WHAT IS BEING ASKED
Write the records below out again. Match them exactly.

### STORED DATA

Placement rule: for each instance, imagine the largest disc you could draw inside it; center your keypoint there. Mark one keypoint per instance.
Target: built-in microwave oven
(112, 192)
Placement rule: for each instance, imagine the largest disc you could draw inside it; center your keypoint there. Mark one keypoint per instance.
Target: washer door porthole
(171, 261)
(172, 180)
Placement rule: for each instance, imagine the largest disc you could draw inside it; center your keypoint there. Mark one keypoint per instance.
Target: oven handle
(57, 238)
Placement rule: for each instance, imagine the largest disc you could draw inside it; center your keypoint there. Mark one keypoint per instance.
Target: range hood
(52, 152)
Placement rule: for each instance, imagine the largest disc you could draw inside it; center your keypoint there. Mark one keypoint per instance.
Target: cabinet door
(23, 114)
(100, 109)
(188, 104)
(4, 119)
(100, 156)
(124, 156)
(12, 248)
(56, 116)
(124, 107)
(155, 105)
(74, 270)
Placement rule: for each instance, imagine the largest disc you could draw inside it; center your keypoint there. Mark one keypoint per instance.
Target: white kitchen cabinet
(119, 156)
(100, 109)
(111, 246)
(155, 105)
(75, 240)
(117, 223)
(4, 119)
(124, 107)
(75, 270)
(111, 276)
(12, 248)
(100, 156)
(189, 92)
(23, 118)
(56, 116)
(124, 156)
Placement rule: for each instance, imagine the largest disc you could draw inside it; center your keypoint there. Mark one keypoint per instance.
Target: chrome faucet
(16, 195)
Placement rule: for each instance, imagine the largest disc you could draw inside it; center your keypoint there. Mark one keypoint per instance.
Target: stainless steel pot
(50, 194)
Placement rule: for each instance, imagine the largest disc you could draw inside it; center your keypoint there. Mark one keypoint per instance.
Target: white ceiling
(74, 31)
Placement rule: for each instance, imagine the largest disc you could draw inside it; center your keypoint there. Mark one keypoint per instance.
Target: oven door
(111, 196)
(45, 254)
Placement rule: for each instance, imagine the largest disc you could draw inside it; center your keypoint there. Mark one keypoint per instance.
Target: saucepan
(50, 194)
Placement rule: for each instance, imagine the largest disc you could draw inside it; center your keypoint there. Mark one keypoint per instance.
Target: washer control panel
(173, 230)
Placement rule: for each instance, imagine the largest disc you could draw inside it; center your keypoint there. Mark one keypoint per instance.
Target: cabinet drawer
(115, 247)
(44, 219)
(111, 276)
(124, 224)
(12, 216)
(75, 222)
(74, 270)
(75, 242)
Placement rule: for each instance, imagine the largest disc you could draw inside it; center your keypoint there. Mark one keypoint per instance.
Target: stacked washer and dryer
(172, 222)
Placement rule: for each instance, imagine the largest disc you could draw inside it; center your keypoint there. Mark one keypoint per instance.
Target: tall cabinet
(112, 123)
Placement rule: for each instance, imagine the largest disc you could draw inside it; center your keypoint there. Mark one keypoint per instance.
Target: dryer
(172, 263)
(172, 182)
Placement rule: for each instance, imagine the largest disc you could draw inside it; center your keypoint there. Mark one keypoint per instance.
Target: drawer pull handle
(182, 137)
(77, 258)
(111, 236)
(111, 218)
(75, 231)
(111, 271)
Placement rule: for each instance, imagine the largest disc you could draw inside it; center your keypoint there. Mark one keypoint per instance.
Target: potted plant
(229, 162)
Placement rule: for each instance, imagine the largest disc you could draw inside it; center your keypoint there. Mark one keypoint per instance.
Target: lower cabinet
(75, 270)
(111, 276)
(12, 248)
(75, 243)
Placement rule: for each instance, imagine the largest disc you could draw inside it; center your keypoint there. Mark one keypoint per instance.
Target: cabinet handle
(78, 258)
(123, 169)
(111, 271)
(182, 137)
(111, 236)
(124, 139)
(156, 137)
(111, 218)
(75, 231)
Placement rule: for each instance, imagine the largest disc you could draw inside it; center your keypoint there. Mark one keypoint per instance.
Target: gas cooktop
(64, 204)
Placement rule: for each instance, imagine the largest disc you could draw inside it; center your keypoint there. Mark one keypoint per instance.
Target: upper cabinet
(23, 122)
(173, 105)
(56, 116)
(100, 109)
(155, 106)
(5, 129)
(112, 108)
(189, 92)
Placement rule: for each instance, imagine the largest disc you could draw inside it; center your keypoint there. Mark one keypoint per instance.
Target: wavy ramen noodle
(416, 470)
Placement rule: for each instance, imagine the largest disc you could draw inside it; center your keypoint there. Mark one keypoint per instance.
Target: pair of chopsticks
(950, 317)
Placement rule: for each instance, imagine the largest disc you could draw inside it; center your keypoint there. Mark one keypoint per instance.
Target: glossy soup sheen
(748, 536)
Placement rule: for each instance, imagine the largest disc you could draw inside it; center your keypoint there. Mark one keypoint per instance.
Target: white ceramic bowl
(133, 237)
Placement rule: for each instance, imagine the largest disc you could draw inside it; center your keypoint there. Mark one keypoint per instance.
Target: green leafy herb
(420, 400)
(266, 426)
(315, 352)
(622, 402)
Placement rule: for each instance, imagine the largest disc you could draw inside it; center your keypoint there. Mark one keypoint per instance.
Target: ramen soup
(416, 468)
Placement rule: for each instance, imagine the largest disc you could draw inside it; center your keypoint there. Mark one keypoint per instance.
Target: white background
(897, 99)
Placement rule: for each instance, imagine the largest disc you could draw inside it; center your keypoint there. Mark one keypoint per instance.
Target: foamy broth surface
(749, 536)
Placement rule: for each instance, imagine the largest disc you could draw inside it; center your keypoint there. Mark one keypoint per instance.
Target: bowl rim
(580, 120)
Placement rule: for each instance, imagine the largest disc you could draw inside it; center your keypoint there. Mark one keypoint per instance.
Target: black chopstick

######

RESPONSE TO THIS TASK
Placement rule: for each instance, imagine the largest disc you could draw inside it; center your keypoint there. Mark one keypoint per instance.
Target: built-in microwave oven
(112, 192)
Placement rule: for each instance, imagine the largest disc you could draw inside it; center your keypoint there. Mark one keypoint per instance.
Target: washer door porthole
(171, 261)
(172, 180)
Placement rule: for each instance, imagine the largest disc you could draw inside it; center your keypoint there. Mark one keypoint per instance.
Target: oven handle
(57, 238)
Placement rule: for each instance, imagine the largest disc you could draw inside it; center your keypoint there. Mark one keypoint per instance.
Target: range hood
(52, 152)
Placement rule: for each instance, imagine the largest disc you could draw inside it; center your keypoint there. Mark one keypoint per instance.
Target: cabinet door
(23, 114)
(100, 109)
(188, 104)
(4, 119)
(100, 156)
(124, 156)
(12, 248)
(56, 116)
(124, 107)
(155, 105)
(74, 270)
Placement rule: for each instance, imagine the largest disc you could draw inside it; center your keypoint there. Mark one keypoint per instance.
Target: white kitchen cabinet
(119, 156)
(100, 109)
(111, 246)
(155, 105)
(75, 240)
(117, 223)
(4, 119)
(124, 107)
(75, 270)
(111, 276)
(12, 248)
(100, 156)
(189, 92)
(23, 118)
(56, 116)
(124, 156)
Placement rule: for each instance, imagine the largest disc you could draw inside it; center your keypoint there. Mark one keypoint per instance.
Target: chrome faucet
(16, 195)
Placement rule: for each instance, imagine the largest disc you could draw inside it; center your keypoint there. Mark one keypoint per instance.
Target: stainless steel pot
(50, 194)
Placement rule: for each instance, imagine the largest disc you could draw inside it; center your keypoint there. Mark one keypoint per instance.
Target: white ceiling
(74, 31)
Placement rule: for each instance, imagine the largest disc you could draw inside it; center your keypoint there. Mark one keypoint per instance.
Target: oven door
(111, 196)
(45, 254)
Placement rule: for each instance, imagine the largest disc you could draw inside it; center your keypoint there. Mark one keypoint per instance.
Target: saucepan
(50, 194)
Placement rule: for each instance, imagine the largest disc you could draw inside it; center your keypoint there. Mark one keypoint per instance.
Target: washer control panel
(173, 230)
Placement rule: for each instance, imagine the largest disc you could draw inside it; center your keypoint there. Mark one keypoint per instance.
Target: cabinet drawer
(115, 247)
(44, 219)
(111, 276)
(124, 224)
(12, 216)
(75, 222)
(74, 270)
(75, 242)
Placement rule: for each instance, imagine the largest disc you could draw inside it; center your keypoint there. Mark one keypoint per instance.
Target: stacked washer and dryer
(172, 222)
Placement rule: for each instance, imagine the largest disc you could draw inside it; center your keypoint there. Mark one keypoint per instance.
Target: tall cabinet
(112, 123)
Placement rule: for each instance, imagine the largest disc you could draw inside it; center your keypoint there. Mark one keypoint per instance.
Target: dryer
(172, 263)
(172, 182)
Placement rule: for each instance, imagine the largest disc you could draw inside it; center your keypoint there. Mark one keypoint per instance.
Target: drawer pull handle
(182, 137)
(77, 258)
(111, 236)
(111, 218)
(75, 231)
(111, 271)
Placement rule: for each instance, imagine the largest disc you could draw inside it; center your keypoint there. Mark one keypoint per instance.
Target: potted plant
(229, 162)
Placement rule: for each instance, imagine the largest disc you could draw inside it; center your keypoint there. Mark one keypoint per instance.
Target: lower cabinet
(75, 270)
(111, 276)
(12, 248)
(75, 243)
Placement rule: for each instance, imagine the largest disc you could draw inside it; center your keypoint there. Mark one keypoint per instance.
Target: cabinet handle
(78, 258)
(123, 169)
(111, 271)
(182, 137)
(111, 236)
(124, 139)
(156, 137)
(111, 218)
(75, 231)
Placement rule: for each instance, imagine the largest disc you could draw inside it; center your keypoint there. Mark one keypoint per instance.
Target: gas cooktop
(64, 204)
Placement rule: for each instance, imagine the largest disc you could draw inside it; center your keypoint there. Mark one keypoint per instance.
Target: upper cabinet
(23, 122)
(173, 105)
(56, 116)
(100, 109)
(155, 106)
(5, 129)
(112, 108)
(189, 92)
Placement rule: for each instance, imagine the largest disc you could draw inside it; center your keypoint there. Mark one keypoint per instance.
Target: wavy ramen noodle
(416, 470)
Placement rule: for each instance, imagine the largest disc you could draw inside it; center your keypoint there. Mark one keypoint per instance.
Target: pair of chopsticks
(950, 317)
Placement rule: for each instance, imagine the largest disc you could draw inside it; center your keypoint there. Mark one keypoint per instance.
Target: glossy soup sheen
(748, 536)
Placement rule: for each instance, imagine the largest disc you could draw inside it; center your keypoint there. Mark one keypoint per instance.
Target: white ceramic bowl
(133, 237)
Placement rule: for each instance, imagine the largest disc you could draw inside it; center your keypoint there. Mark one keypoint per instance.
Target: green leafy herb
(420, 400)
(266, 426)
(315, 352)
(622, 402)
Placement rule: for each instance, imagine the largest disc you could draw inside it; center your keypoint there. Mark one keypoint per instance.
Target: ramen soup
(416, 468)
Placement rule: for each instance, imagine the largest disc you could draw inside it; center your keypoint there. Mark one keypoint per instance.
Target: white background
(897, 99)
Placement rule: for each instance, imagine the largest disc you could draw inside it; center your keypoint there. Mark one keypoint per instance.
Target: foamy broth surface
(749, 536)
Placement rule: for each instance, imagine the largest disc you could draw inside it; center your keypoint there. Mark one keypoint per instance.
Target: bowl rim
(580, 120)
Placement rule: for each instance, imagine the largest disc you could draw inside it; center your keypoint there. Mark one keypoint per instance.
Target: black chopstick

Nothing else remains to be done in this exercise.